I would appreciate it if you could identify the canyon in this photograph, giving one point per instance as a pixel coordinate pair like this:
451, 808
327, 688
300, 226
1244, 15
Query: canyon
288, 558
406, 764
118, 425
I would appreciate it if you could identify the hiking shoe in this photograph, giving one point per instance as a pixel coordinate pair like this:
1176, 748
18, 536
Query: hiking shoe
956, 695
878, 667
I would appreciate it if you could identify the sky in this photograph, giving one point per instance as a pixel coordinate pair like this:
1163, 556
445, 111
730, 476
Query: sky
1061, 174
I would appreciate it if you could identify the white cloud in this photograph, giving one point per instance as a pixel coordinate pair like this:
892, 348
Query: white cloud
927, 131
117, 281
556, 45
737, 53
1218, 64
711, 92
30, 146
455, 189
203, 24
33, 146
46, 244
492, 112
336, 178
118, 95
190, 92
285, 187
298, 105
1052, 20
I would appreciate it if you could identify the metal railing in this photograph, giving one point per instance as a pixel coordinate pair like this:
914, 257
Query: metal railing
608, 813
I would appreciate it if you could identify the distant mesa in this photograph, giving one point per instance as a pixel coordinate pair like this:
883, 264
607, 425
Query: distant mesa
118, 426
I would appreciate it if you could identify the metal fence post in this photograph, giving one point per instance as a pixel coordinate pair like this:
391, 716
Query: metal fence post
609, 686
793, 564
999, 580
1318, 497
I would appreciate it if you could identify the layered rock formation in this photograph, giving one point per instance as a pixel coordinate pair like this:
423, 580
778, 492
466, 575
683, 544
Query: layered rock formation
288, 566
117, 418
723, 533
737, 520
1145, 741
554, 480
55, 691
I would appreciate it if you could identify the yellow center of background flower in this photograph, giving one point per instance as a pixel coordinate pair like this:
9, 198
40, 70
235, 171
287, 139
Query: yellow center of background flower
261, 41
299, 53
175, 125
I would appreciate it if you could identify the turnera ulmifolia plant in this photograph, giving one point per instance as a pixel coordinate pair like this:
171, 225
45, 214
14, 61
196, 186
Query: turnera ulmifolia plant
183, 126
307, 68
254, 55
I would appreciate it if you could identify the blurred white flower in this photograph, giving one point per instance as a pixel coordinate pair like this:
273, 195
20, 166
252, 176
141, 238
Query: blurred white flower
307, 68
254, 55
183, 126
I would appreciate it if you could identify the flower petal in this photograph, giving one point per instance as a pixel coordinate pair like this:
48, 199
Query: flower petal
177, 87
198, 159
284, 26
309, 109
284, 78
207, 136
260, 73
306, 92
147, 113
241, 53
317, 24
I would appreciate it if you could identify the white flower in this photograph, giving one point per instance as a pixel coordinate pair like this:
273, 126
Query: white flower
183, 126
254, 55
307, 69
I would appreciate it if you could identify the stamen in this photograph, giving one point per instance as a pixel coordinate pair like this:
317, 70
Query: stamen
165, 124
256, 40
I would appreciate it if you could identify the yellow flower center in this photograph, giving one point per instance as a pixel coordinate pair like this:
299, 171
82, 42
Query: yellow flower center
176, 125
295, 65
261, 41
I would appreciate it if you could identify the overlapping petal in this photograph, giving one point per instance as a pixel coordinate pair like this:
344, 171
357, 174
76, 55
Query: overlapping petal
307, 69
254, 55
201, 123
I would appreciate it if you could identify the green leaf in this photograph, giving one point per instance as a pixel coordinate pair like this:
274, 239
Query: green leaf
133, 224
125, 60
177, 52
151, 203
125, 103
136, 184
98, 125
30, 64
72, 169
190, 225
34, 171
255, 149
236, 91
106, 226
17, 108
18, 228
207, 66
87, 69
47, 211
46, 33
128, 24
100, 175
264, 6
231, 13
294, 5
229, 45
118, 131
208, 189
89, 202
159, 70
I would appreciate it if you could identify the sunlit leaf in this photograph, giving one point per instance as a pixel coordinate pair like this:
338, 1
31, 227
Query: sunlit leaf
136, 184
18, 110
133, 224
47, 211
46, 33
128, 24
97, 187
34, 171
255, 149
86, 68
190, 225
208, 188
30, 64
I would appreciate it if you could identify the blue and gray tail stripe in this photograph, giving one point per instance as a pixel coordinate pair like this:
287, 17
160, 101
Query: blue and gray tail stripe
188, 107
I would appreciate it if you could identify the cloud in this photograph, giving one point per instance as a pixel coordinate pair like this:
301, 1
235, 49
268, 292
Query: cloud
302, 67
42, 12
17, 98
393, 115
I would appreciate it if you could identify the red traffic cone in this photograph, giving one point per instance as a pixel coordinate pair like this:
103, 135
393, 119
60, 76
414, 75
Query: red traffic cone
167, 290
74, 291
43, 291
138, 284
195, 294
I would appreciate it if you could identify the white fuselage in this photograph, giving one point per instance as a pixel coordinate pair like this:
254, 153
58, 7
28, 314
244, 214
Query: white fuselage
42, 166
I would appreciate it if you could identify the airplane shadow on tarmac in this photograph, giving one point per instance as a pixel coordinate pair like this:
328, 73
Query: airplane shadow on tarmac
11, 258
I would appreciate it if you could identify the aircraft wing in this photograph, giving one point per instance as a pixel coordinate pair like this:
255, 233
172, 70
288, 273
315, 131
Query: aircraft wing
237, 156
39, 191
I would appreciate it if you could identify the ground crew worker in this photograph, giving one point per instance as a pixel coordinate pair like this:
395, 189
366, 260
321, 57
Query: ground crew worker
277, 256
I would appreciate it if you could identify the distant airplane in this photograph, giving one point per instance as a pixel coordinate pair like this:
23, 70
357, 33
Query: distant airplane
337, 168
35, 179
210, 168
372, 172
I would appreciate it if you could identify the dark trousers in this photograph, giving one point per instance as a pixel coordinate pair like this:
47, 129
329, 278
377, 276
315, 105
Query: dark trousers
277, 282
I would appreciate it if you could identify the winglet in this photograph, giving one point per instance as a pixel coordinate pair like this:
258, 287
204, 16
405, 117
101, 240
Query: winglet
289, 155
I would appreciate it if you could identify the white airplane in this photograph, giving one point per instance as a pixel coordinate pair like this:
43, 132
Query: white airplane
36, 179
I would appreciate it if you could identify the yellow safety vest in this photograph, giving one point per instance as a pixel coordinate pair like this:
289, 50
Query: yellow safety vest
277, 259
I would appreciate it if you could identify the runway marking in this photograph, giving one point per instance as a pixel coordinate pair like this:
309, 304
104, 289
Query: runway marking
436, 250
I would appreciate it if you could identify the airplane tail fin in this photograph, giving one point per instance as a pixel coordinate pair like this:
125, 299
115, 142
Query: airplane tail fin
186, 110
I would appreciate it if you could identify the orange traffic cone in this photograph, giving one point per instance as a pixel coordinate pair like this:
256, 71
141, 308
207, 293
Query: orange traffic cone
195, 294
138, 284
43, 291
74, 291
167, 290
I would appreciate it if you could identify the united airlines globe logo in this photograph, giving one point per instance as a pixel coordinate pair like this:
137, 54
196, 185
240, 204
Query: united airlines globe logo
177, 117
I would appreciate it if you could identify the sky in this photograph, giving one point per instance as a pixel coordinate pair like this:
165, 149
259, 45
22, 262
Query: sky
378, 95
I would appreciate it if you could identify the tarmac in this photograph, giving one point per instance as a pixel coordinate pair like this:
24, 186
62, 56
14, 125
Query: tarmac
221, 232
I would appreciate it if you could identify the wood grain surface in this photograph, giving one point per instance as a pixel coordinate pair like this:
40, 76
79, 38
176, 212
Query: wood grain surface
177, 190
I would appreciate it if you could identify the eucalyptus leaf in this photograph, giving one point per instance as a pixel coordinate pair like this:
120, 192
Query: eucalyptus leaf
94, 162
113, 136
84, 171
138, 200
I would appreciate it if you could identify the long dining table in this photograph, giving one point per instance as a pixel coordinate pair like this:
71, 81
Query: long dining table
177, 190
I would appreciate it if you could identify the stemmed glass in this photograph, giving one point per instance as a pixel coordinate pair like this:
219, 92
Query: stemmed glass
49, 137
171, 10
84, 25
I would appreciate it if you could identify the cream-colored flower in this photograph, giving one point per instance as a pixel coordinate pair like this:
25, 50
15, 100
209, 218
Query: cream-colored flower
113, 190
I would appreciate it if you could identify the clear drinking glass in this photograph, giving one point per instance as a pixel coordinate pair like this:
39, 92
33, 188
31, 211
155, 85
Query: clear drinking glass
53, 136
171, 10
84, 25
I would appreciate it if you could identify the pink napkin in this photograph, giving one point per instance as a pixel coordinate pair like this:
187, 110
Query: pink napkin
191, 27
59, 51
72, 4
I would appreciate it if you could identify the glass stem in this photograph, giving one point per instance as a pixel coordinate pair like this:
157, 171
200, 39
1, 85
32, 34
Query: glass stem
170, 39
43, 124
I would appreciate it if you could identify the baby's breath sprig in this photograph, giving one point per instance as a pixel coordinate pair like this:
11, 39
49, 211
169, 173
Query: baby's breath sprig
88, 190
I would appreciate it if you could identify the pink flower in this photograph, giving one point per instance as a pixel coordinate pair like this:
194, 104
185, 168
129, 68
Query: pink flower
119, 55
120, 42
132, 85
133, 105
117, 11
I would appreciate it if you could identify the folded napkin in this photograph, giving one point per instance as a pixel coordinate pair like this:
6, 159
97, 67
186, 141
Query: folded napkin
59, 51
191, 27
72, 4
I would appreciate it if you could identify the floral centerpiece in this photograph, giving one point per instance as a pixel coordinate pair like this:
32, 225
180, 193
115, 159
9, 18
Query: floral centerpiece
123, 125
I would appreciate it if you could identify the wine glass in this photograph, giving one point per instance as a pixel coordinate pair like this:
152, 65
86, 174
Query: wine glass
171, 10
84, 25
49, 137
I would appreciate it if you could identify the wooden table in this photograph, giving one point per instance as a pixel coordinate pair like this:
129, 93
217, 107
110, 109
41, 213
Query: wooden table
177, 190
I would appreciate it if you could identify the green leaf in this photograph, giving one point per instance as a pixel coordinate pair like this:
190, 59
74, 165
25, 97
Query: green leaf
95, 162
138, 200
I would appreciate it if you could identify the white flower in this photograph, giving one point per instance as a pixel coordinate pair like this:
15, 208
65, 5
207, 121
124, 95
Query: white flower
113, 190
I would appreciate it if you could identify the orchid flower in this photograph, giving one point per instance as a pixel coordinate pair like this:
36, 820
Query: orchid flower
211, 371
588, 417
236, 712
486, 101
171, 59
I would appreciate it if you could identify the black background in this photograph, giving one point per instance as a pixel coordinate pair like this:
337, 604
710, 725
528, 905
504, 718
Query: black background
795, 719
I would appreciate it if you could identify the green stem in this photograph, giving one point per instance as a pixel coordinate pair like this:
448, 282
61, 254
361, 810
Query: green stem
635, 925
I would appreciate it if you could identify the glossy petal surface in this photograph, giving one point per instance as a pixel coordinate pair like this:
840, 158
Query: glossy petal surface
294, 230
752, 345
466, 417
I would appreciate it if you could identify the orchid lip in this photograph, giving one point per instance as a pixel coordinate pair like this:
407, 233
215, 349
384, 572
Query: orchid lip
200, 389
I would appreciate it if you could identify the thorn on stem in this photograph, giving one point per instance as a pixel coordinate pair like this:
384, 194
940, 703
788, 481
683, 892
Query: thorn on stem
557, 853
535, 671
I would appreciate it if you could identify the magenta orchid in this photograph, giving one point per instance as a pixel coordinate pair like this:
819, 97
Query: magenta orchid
┄┄┄┄┄┄┄┄┄┄┄┄┄┄┄┄┄┄┄┄
> [Direction]: Could you quote, exactly as they appear, the line containing "I would appreciate it if you could identify the green stem" and every line after it to the end of the records above?

> [Exercise solution]:
I would appreciate it if you could identify the green stem in this photograph, giving one point per instance as a pixel coordinate pair like this:
448, 282
61, 254
361, 810
Query: green stem
635, 925
I would appreciate it if you could identify the glossy petal surface in this photograph, giving one point per instance as a pixel coordinate pair like this:
840, 158
Query: glossy petal surface
294, 230
752, 345
466, 417
I would appreciate it if you could identify the orchid lip in this photograph, giving one point per instance as a pixel coordinate pair like this:
407, 233
215, 349
384, 572
Query: orchid lip
200, 389
I would appreciate it if you could identify the thorn on stem in this photograph, giving one point per instance as a pixel coordinate pair like this:
384, 194
940, 703
788, 481
683, 892
Query: thorn on stem
557, 853
535, 671
I would appreciate it if you could identify the magenta orchid in this photograph, giving one point per instance as a pixel coordinate pair like this:
819, 97
Query: magenta orchid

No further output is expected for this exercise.